What you will do:
**1)** Using the text on Excelero NVMesh, answer these:
(a) Over which two kinds of NVMe-oF can servers reach Excelero's NVMe flash pool?
(b) Which Azure VM series is named for GPU-based workloads?
(c) What does Excelero's new NVMesh on Azure option include?
**2)** Retype the text on Excelero NVMesh from "Servers that don't" up to and including "InfiniBand-enabled H-series VMs.", word for word.

Servers that don't have compute and storage on the same node can access Excelero's NVMe flash pool via TCP- or InfiniBand-based NVMe-oF. In those disaggregated scenarios, customers run their applications on dedicated compute nodes and use separate storage servers equipped with NVMe SSDs and NVMesh software.

Romem said Azure's fastest H-series instances are suitable for converged or disaggregated use, but the converged option is more likely, given the abundance of cores available. He said customers can choose between RDMA- or TCP/IP-based access, but Excelero's RDDA would deliver the highest performance across RDMA for the InfiniBand-enabled H-series VMs.

Excelero NVMesh on Microsoft Azure
Excelero's new NVMesh on Azure option includes a management dashboard.

Customers have a variety of other VM options, including the Azure N-series for GPU-based workloads, such as graphic rendering and video editing, and the L-series for storage-optimized use cases, such as SQL and NoSQL databases and data warehousing. Romem said the N-series has no local SSDs and could either run the NVMesh client or use NVMe over TCP or InfiniBand to consume storage from pooled drives on the H- and L-series.

Dataset content:
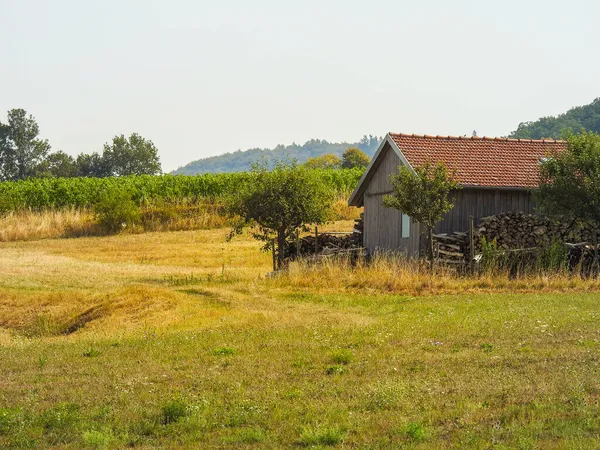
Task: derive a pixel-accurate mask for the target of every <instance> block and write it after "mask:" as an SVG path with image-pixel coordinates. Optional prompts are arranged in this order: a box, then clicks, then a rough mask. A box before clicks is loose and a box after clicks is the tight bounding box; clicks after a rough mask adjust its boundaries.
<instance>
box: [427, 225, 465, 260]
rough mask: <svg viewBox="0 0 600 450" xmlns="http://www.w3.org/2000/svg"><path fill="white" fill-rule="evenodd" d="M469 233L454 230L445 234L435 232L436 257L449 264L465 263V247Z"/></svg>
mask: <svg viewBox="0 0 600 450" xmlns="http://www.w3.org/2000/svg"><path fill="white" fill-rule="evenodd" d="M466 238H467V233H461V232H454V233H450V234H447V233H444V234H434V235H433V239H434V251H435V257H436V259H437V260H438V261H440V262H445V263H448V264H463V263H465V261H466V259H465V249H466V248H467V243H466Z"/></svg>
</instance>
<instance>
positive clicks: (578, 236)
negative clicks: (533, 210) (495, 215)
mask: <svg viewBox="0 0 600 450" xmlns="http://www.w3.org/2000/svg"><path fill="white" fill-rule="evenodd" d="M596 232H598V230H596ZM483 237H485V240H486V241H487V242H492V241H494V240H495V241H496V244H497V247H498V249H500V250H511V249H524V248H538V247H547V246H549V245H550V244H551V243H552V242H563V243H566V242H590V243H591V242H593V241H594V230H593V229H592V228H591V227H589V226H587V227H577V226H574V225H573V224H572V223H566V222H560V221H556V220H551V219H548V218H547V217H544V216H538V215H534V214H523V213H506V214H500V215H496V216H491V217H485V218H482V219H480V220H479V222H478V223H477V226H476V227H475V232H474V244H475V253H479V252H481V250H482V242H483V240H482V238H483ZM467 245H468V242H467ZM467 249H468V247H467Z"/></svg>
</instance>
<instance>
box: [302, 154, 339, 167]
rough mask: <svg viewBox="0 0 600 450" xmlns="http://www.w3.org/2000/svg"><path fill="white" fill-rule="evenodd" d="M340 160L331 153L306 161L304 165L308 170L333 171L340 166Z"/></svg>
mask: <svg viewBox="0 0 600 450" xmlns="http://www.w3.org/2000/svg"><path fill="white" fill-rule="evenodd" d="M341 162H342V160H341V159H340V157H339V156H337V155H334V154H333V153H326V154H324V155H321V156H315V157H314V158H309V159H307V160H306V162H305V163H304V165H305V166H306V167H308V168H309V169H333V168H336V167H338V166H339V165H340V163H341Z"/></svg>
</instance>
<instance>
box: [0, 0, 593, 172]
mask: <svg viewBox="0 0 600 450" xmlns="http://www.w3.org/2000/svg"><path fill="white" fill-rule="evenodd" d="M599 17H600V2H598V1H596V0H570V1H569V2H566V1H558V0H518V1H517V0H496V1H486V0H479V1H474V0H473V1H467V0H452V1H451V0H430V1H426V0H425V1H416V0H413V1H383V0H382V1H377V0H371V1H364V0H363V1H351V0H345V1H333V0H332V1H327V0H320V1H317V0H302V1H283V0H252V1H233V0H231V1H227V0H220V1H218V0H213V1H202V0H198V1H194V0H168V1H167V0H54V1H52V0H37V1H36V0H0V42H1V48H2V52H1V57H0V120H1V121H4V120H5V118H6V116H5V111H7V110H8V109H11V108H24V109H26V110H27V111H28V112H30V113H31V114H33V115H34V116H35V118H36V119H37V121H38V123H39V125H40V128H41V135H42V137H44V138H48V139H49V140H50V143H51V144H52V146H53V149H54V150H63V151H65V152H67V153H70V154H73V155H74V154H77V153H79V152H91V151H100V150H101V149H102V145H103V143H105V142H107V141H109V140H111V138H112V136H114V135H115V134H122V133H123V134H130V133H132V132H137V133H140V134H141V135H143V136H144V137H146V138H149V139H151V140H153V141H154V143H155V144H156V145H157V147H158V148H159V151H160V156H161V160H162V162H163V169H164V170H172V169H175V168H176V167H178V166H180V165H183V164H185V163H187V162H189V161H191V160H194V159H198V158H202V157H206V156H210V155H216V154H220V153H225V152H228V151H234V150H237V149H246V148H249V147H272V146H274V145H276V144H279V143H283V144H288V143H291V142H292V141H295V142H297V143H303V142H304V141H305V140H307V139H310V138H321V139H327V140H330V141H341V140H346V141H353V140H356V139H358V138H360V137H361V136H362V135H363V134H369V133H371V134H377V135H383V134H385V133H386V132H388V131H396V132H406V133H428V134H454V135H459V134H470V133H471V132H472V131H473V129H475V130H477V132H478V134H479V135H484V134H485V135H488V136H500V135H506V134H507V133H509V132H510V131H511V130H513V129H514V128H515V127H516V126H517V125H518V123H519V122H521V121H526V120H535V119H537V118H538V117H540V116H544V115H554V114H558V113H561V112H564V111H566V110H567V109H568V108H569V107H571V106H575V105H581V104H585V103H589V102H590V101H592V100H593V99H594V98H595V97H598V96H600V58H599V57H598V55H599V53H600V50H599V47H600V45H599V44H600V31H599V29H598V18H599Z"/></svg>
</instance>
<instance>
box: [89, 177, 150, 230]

Results of the exercise:
**1)**
(a) TCP-based and InfiniBand-based NVMe-oF.
(b) The N-series.
(c) A management dashboard.

**2)**
Servers that don't have compute and storage on the same node can access Excelero's NVMe flash pool via TCP- or InfiniBand-based NVMe-oF. In those disaggregated scenarios, customers run their applications on dedicated compute nodes and use separate storage servers equipped with NVMe SSDs and NVMesh software.

Romem said Azure's fastest H-series instances are suitable for converged or disaggregated use, but the converged option is more likely, given the abundance of cores available. He said customers can choose between RDMA- or TCP/IP-based access, but Excelero's RDDA would deliver the highest performance across RDMA for the InfiniBand-enabled H-series VMs.